#### Goal
List every line of the items below that contains the word "foliage".

Start Provided information

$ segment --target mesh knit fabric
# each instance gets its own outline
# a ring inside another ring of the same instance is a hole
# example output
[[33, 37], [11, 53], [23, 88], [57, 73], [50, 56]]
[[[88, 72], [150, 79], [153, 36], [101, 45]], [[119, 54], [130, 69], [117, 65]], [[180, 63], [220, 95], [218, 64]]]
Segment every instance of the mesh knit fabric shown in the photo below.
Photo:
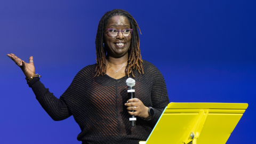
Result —
[[146, 140], [163, 110], [169, 103], [164, 78], [151, 63], [143, 60], [144, 74], [133, 70], [135, 97], [154, 109], [154, 116], [145, 121], [137, 117], [131, 126], [124, 103], [128, 100], [125, 76], [120, 79], [107, 75], [96, 76], [96, 65], [80, 70], [59, 99], [36, 78], [28, 82], [44, 109], [54, 121], [73, 115], [81, 132], [77, 140], [83, 143], [139, 143]]

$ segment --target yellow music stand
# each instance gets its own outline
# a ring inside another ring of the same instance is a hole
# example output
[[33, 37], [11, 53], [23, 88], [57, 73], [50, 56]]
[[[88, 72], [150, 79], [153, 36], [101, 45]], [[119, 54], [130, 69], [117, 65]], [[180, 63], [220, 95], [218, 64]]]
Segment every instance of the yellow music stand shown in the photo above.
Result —
[[226, 143], [247, 103], [170, 103], [140, 144]]

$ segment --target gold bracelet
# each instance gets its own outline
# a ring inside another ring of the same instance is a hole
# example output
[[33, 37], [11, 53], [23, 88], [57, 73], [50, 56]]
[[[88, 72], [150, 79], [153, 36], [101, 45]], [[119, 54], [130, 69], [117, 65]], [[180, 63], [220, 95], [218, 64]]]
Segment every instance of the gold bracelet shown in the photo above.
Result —
[[33, 79], [35, 77], [41, 77], [42, 76], [38, 74], [35, 74], [34, 76], [31, 76], [30, 77], [26, 77], [25, 78], [26, 80], [27, 80], [27, 82], [29, 82], [31, 80]]

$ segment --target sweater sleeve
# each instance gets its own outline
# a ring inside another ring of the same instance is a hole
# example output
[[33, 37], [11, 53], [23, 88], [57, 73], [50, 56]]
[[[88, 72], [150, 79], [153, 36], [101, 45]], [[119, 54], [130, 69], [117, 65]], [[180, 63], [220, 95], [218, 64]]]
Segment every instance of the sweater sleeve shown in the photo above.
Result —
[[150, 69], [151, 77], [153, 78], [153, 85], [151, 91], [151, 100], [152, 108], [154, 110], [154, 115], [151, 118], [147, 121], [154, 127], [158, 121], [163, 111], [170, 103], [170, 101], [164, 77], [160, 71], [154, 65]]
[[48, 89], [40, 82], [39, 78], [35, 78], [27, 83], [36, 95], [40, 105], [54, 121], [61, 121], [71, 115], [65, 99], [61, 97], [58, 99]]

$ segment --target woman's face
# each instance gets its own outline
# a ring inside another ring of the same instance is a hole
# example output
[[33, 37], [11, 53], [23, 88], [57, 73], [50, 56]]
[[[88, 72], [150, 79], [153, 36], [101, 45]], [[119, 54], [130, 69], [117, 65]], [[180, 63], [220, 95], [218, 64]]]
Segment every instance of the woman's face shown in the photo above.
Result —
[[132, 36], [124, 37], [120, 31], [116, 37], [108, 35], [108, 29], [113, 28], [118, 30], [131, 29], [128, 19], [123, 16], [114, 16], [108, 21], [106, 27], [104, 38], [105, 46], [107, 48], [108, 55], [114, 58], [121, 58], [128, 54]]

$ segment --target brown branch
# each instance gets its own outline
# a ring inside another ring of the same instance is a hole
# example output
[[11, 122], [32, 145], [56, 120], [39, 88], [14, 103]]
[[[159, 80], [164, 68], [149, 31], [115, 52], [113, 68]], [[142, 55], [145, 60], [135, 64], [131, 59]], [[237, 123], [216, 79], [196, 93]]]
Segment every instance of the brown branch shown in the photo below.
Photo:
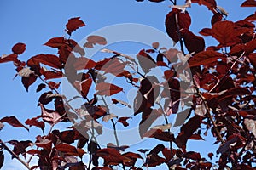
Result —
[[176, 20], [177, 36], [178, 36], [178, 39], [179, 39], [180, 48], [181, 48], [181, 51], [183, 52], [183, 54], [185, 54], [184, 48], [183, 48], [183, 42], [182, 39], [182, 35], [181, 35], [180, 27], [179, 27], [179, 24], [178, 24], [177, 14], [175, 14], [175, 20]]
[[209, 117], [210, 121], [212, 122], [212, 125], [213, 125], [213, 128], [214, 128], [214, 130], [215, 130], [215, 132], [216, 132], [216, 133], [217, 133], [218, 138], [219, 139], [219, 140], [221, 141], [222, 144], [224, 143], [224, 140], [223, 139], [223, 138], [222, 138], [222, 136], [221, 136], [221, 134], [220, 134], [220, 132], [219, 132], [218, 129], [217, 128], [217, 125], [216, 125], [216, 123], [215, 123], [215, 122], [214, 122], [214, 120], [213, 120], [213, 118], [212, 118], [212, 115], [211, 115], [210, 108], [209, 108], [209, 106], [208, 106], [208, 105], [207, 105], [207, 102], [205, 97], [204, 97], [204, 96], [202, 95], [202, 94], [201, 94], [201, 92], [199, 92], [199, 91], [198, 91], [198, 95], [200, 96], [200, 98], [201, 98], [201, 99], [203, 100], [203, 102], [204, 102], [204, 105], [205, 105], [206, 109], [207, 109], [207, 116]]
[[228, 74], [230, 73], [230, 71], [233, 69], [233, 67], [235, 66], [235, 65], [241, 59], [243, 58], [243, 55], [245, 54], [245, 51], [241, 54], [240, 57], [238, 57], [236, 61], [233, 63], [233, 65], [230, 66], [230, 68], [229, 69], [229, 71], [226, 72], [226, 74], [224, 74], [218, 81], [218, 82], [209, 90], [209, 93], [211, 93], [212, 90], [215, 89], [215, 88], [226, 77], [226, 76], [228, 76]]
[[26, 163], [19, 156], [17, 156], [15, 152], [13, 152], [1, 139], [0, 139], [0, 144], [1, 146], [8, 151], [13, 157], [16, 158], [20, 163], [22, 163], [27, 169], [31, 169], [29, 165]]

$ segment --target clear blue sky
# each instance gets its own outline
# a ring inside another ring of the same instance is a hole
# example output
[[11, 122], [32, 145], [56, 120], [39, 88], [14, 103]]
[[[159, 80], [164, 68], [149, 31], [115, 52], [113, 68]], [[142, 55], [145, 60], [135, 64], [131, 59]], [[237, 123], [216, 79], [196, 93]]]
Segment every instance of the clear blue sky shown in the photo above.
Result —
[[[179, 4], [184, 3], [183, 0], [177, 0], [177, 2]], [[219, 0], [218, 4], [230, 13], [228, 20], [236, 21], [254, 13], [253, 8], [239, 8], [242, 2], [242, 0]], [[20, 57], [21, 60], [26, 60], [41, 53], [55, 53], [55, 50], [43, 44], [51, 37], [63, 36], [67, 20], [76, 16], [80, 16], [86, 24], [85, 27], [76, 31], [73, 35], [73, 38], [78, 41], [95, 30], [120, 23], [144, 24], [165, 32], [165, 18], [171, 10], [169, 5], [171, 5], [169, 1], [154, 3], [146, 0], [143, 3], [135, 0], [2, 0], [0, 2], [0, 54], [10, 54], [12, 46], [18, 42], [26, 44], [26, 51]], [[191, 30], [195, 33], [197, 34], [203, 27], [210, 27], [212, 14], [206, 7], [192, 4], [192, 8], [188, 8], [188, 11], [192, 18]], [[210, 42], [209, 38], [207, 40], [208, 40], [207, 46], [216, 44], [213, 41]], [[1, 64], [0, 118], [15, 115], [24, 122], [28, 117], [40, 114], [40, 110], [37, 107], [39, 94], [35, 94], [36, 85], [32, 86], [29, 93], [26, 93], [21, 84], [20, 77], [13, 80], [15, 74], [15, 67], [11, 63]], [[0, 132], [0, 137], [3, 141], [27, 139], [33, 141], [37, 132], [36, 128], [27, 133], [24, 129], [16, 129], [6, 125]], [[205, 151], [209, 147], [207, 144], [210, 144], [211, 148], [212, 143], [212, 141], [201, 142], [197, 145], [192, 144], [190, 149], [195, 150], [200, 144], [202, 151], [207, 153]], [[3, 169], [18, 167], [21, 169], [20, 166], [19, 162], [10, 161], [9, 157], [6, 156]]]

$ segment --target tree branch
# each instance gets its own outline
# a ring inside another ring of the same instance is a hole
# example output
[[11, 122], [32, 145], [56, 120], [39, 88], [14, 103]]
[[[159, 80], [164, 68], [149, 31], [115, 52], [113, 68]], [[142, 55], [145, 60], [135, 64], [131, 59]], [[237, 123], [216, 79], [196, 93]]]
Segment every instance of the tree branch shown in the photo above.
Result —
[[180, 27], [179, 27], [179, 24], [178, 24], [177, 14], [175, 14], [175, 20], [176, 20], [177, 36], [178, 36], [178, 39], [179, 39], [180, 48], [181, 48], [181, 51], [183, 52], [183, 54], [185, 54], [184, 48], [183, 48], [183, 41], [182, 39]]
[[26, 162], [24, 162], [22, 159], [20, 159], [19, 157], [19, 156], [17, 156], [15, 152], [13, 152], [3, 141], [2, 139], [0, 139], [0, 144], [1, 146], [6, 150], [8, 151], [13, 157], [16, 158], [20, 163], [22, 163], [27, 169], [31, 169], [31, 167], [29, 167], [29, 165], [27, 163], [26, 163]]
[[208, 105], [207, 105], [207, 102], [205, 97], [204, 97], [204, 96], [202, 95], [202, 94], [201, 94], [201, 92], [199, 92], [199, 91], [198, 91], [198, 95], [200, 96], [200, 98], [201, 98], [201, 99], [203, 100], [203, 102], [204, 102], [204, 105], [205, 105], [206, 109], [207, 109], [207, 116], [209, 117], [211, 122], [212, 123], [213, 128], [214, 128], [214, 130], [215, 130], [215, 132], [216, 132], [216, 133], [217, 133], [217, 136], [218, 136], [218, 139], [221, 141], [222, 144], [224, 143], [224, 140], [223, 139], [223, 138], [222, 138], [222, 136], [221, 136], [219, 131], [218, 130], [217, 125], [216, 125], [216, 123], [215, 123], [215, 122], [214, 122], [214, 120], [213, 120], [213, 118], [212, 118], [212, 115], [211, 115], [210, 108], [209, 108], [209, 106], [208, 106]]

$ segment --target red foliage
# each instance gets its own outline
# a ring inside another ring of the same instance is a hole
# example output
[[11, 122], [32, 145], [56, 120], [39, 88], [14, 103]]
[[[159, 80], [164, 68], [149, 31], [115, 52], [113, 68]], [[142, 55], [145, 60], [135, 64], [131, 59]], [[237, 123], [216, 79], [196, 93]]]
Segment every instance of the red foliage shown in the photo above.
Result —
[[[204, 38], [189, 30], [191, 17], [186, 8], [190, 3], [204, 5], [213, 13], [212, 27], [202, 28], [199, 33], [212, 37], [218, 44], [206, 48]], [[247, 0], [241, 6], [256, 5], [255, 1]], [[36, 89], [37, 93], [44, 91], [38, 102], [41, 114], [27, 118], [25, 123], [29, 128], [38, 128], [43, 135], [38, 135], [34, 143], [30, 140], [5, 142], [14, 146], [13, 150], [0, 140], [0, 168], [4, 161], [2, 150], [5, 150], [20, 162], [23, 162], [19, 157], [20, 154], [25, 158], [26, 154], [38, 156], [38, 165], [29, 167], [31, 169], [108, 170], [122, 166], [124, 169], [141, 170], [143, 167], [148, 168], [161, 164], [170, 169], [211, 169], [215, 166], [219, 169], [253, 169], [255, 14], [236, 22], [227, 20], [223, 15], [227, 14], [217, 6], [215, 0], [188, 0], [182, 7], [174, 4], [166, 17], [165, 25], [166, 33], [175, 43], [179, 42], [182, 51], [168, 50], [160, 48], [160, 42], [153, 42], [150, 48], [139, 50], [137, 59], [106, 48], [102, 52], [110, 54], [108, 58], [99, 61], [85, 58], [84, 48], [106, 45], [108, 42], [101, 36], [89, 36], [83, 48], [71, 39], [75, 30], [85, 26], [79, 17], [68, 20], [66, 25], [68, 38], [53, 37], [44, 43], [56, 48], [57, 54], [41, 54], [24, 62], [19, 60], [18, 55], [24, 53], [26, 44], [14, 45], [13, 54], [3, 55], [0, 63], [13, 62], [16, 76], [21, 76], [26, 91], [37, 80], [42, 81]], [[154, 72], [157, 69], [163, 71], [163, 78]], [[115, 80], [108, 82], [106, 75], [120, 80], [121, 85], [116, 85]], [[61, 77], [70, 82], [79, 96], [67, 99], [58, 92], [62, 85], [60, 80], [49, 81]], [[128, 86], [137, 88], [133, 106], [119, 99]], [[50, 91], [45, 91], [46, 88]], [[116, 98], [113, 98], [114, 94]], [[83, 105], [73, 108], [71, 103], [77, 99], [81, 99]], [[46, 109], [50, 106], [54, 109]], [[114, 110], [112, 108], [117, 106], [131, 110], [131, 116], [112, 113]], [[168, 122], [172, 114], [177, 114], [172, 125]], [[149, 150], [139, 149], [140, 153], [126, 152], [129, 146], [119, 144], [118, 128], [129, 128], [135, 116], [140, 116], [138, 133], [142, 139], [154, 139], [167, 144], [157, 144]], [[156, 120], [161, 116], [166, 122], [155, 126]], [[68, 126], [67, 130], [60, 132], [55, 127], [61, 122], [61, 126]], [[14, 116], [0, 120], [0, 130], [4, 123], [29, 130]], [[116, 143], [109, 142], [104, 147], [97, 144], [97, 139], [105, 133], [103, 125], [108, 123], [113, 127]], [[177, 127], [180, 127], [178, 133], [172, 133], [172, 128]], [[45, 129], [49, 129], [48, 133]], [[189, 140], [203, 142], [202, 130], [206, 130], [204, 135], [212, 133], [216, 144], [219, 143], [216, 150], [217, 155], [220, 155], [219, 160], [214, 160], [217, 165], [208, 162], [210, 159], [213, 162], [212, 152], [206, 158], [198, 150], [187, 151]], [[37, 149], [30, 148], [33, 144]], [[139, 163], [141, 165], [137, 165]]]

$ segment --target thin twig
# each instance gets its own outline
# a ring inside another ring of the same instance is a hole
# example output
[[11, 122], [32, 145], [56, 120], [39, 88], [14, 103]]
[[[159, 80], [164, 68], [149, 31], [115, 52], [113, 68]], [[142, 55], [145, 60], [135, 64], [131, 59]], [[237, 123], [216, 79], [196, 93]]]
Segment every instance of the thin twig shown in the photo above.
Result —
[[1, 146], [8, 151], [13, 157], [16, 158], [20, 163], [22, 163], [27, 169], [31, 169], [29, 165], [25, 162], [22, 159], [19, 157], [15, 152], [13, 152], [1, 139], [0, 139], [0, 144]]
[[[168, 119], [167, 119], [167, 116], [165, 114], [165, 110], [164, 110], [164, 108], [162, 107], [162, 105], [160, 104], [160, 103], [156, 103], [160, 108], [161, 109], [161, 110], [163, 111], [163, 115], [165, 116], [165, 121], [166, 121], [166, 125], [169, 124], [169, 122], [168, 122]], [[171, 130], [170, 128], [168, 129], [168, 133], [171, 133]], [[170, 150], [171, 150], [171, 156], [173, 157], [173, 150], [172, 150], [172, 141], [169, 141], [169, 144], [170, 144]]]
[[230, 71], [233, 69], [233, 67], [235, 66], [235, 65], [241, 59], [243, 58], [243, 55], [245, 54], [245, 51], [241, 54], [240, 57], [238, 57], [236, 61], [233, 63], [233, 65], [230, 66], [230, 68], [229, 69], [229, 71], [226, 72], [226, 74], [224, 74], [218, 81], [218, 82], [211, 88], [211, 90], [209, 90], [209, 93], [211, 93], [212, 90], [215, 89], [215, 88], [226, 77], [226, 76], [228, 76], [228, 74], [230, 73]]
[[183, 42], [182, 40], [180, 27], [179, 27], [179, 24], [178, 24], [177, 14], [175, 14], [175, 20], [176, 20], [176, 26], [177, 26], [177, 36], [178, 36], [178, 39], [179, 39], [180, 48], [181, 48], [181, 51], [183, 52], [183, 54], [185, 54], [184, 48], [183, 48]]
[[202, 95], [202, 94], [201, 92], [198, 92], [197, 94], [200, 96], [200, 98], [204, 102], [204, 105], [205, 105], [206, 109], [207, 109], [207, 116], [209, 117], [210, 121], [212, 122], [212, 123], [213, 125], [213, 128], [214, 128], [214, 130], [215, 130], [215, 132], [217, 133], [218, 138], [219, 139], [219, 140], [221, 141], [222, 144], [224, 143], [224, 140], [223, 139], [223, 138], [222, 138], [222, 136], [221, 136], [218, 129], [217, 128], [217, 125], [216, 125], [216, 123], [215, 123], [215, 122], [214, 122], [214, 120], [213, 120], [213, 118], [212, 118], [212, 116], [211, 115], [210, 108], [209, 108], [209, 106], [207, 105], [207, 102], [205, 97]]

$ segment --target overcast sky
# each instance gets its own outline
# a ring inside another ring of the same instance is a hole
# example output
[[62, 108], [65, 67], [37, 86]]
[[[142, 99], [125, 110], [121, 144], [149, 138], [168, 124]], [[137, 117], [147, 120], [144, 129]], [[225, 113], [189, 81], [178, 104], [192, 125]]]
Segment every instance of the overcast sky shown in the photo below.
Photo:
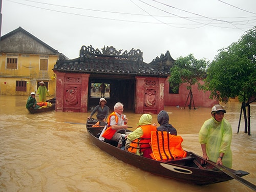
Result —
[[256, 26], [255, 0], [2, 1], [1, 36], [21, 27], [70, 59], [92, 45], [211, 61]]

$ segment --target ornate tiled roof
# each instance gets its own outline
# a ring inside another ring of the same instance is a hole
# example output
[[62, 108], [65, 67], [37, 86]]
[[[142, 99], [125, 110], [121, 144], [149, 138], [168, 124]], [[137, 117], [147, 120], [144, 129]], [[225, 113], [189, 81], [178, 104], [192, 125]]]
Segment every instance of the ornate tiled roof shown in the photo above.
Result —
[[54, 70], [63, 72], [167, 77], [174, 61], [168, 51], [150, 63], [143, 61], [143, 53], [139, 49], [122, 51], [113, 46], [104, 47], [100, 51], [92, 46], [83, 46], [79, 57], [65, 60], [60, 57]]

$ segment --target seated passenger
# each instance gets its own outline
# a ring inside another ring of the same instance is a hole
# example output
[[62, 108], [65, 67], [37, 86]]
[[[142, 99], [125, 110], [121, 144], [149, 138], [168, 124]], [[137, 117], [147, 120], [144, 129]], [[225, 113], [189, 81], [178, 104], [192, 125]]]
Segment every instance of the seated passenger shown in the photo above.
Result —
[[[102, 134], [104, 138], [118, 142], [117, 147], [121, 148], [123, 145], [123, 139], [125, 136], [125, 130], [128, 128], [127, 119], [124, 119], [122, 115], [123, 111], [123, 104], [117, 102], [114, 106], [114, 112], [108, 118], [108, 127]], [[124, 134], [124, 135], [123, 135]]]
[[157, 128], [159, 131], [166, 131], [171, 135], [177, 135], [177, 130], [169, 124], [169, 116], [165, 111], [161, 111], [157, 115], [157, 121], [160, 126]]
[[131, 153], [145, 157], [152, 158], [150, 155], [152, 153], [150, 145], [152, 131], [156, 131], [156, 123], [152, 124], [152, 116], [143, 114], [140, 117], [138, 127], [128, 135], [125, 144], [125, 149]]

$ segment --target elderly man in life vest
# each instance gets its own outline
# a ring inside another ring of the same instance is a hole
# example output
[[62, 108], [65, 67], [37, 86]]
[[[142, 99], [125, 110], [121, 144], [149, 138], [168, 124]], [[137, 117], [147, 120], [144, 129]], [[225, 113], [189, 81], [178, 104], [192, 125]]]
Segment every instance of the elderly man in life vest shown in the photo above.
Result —
[[152, 132], [157, 131], [157, 124], [152, 124], [152, 116], [148, 114], [142, 115], [138, 123], [138, 128], [127, 137], [125, 148], [130, 152], [152, 158], [152, 153], [149, 144]]
[[102, 136], [105, 139], [116, 141], [117, 147], [121, 148], [123, 145], [122, 139], [126, 138], [125, 130], [128, 128], [126, 124], [127, 119], [122, 115], [123, 104], [117, 102], [114, 106], [114, 112], [108, 118], [108, 128]]

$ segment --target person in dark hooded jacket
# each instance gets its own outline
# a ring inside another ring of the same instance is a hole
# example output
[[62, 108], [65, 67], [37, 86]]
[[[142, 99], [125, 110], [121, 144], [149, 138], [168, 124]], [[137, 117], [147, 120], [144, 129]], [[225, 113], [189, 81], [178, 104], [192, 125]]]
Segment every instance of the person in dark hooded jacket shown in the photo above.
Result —
[[161, 111], [157, 115], [157, 121], [160, 126], [157, 128], [159, 131], [166, 131], [171, 135], [177, 135], [177, 130], [169, 124], [169, 116], [165, 111]]

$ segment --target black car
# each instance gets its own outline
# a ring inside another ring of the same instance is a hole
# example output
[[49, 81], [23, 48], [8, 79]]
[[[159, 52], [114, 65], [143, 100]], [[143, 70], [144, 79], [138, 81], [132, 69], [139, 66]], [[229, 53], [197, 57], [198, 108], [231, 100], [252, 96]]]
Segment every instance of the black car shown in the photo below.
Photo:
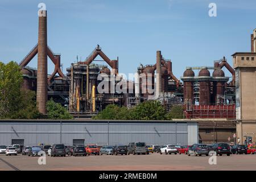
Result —
[[84, 146], [75, 146], [73, 150], [73, 155], [75, 156], [77, 155], [86, 156], [87, 153]]
[[71, 155], [71, 153], [73, 152], [72, 147], [70, 146], [65, 146], [65, 150], [66, 155]]
[[24, 146], [23, 148], [22, 148], [22, 155], [26, 155], [27, 154], [28, 154], [30, 150], [31, 150], [31, 147]]
[[42, 150], [46, 152], [46, 154], [48, 154], [48, 150], [51, 147], [51, 146], [49, 145], [45, 145], [43, 146], [42, 147]]
[[66, 156], [66, 151], [65, 150], [65, 146], [64, 144], [54, 144], [51, 150], [51, 156], [56, 156], [60, 155], [61, 156]]
[[194, 144], [188, 148], [188, 155], [201, 156], [202, 155], [209, 155], [209, 148], [204, 144]]
[[127, 155], [128, 150], [127, 146], [118, 145], [115, 146], [113, 148], [113, 153], [117, 155], [117, 154]]
[[158, 153], [160, 151], [160, 148], [161, 148], [160, 146], [155, 146], [153, 148], [153, 152]]
[[247, 154], [247, 147], [244, 144], [236, 144], [231, 148], [233, 154]]
[[223, 154], [229, 156], [232, 154], [230, 147], [226, 143], [214, 143], [209, 147], [209, 150], [210, 151], [214, 151], [217, 155], [220, 156]]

End Provided information

#### Final result
$ segment --target red foliage
Segment every instance of the red foliage shown in the photo above.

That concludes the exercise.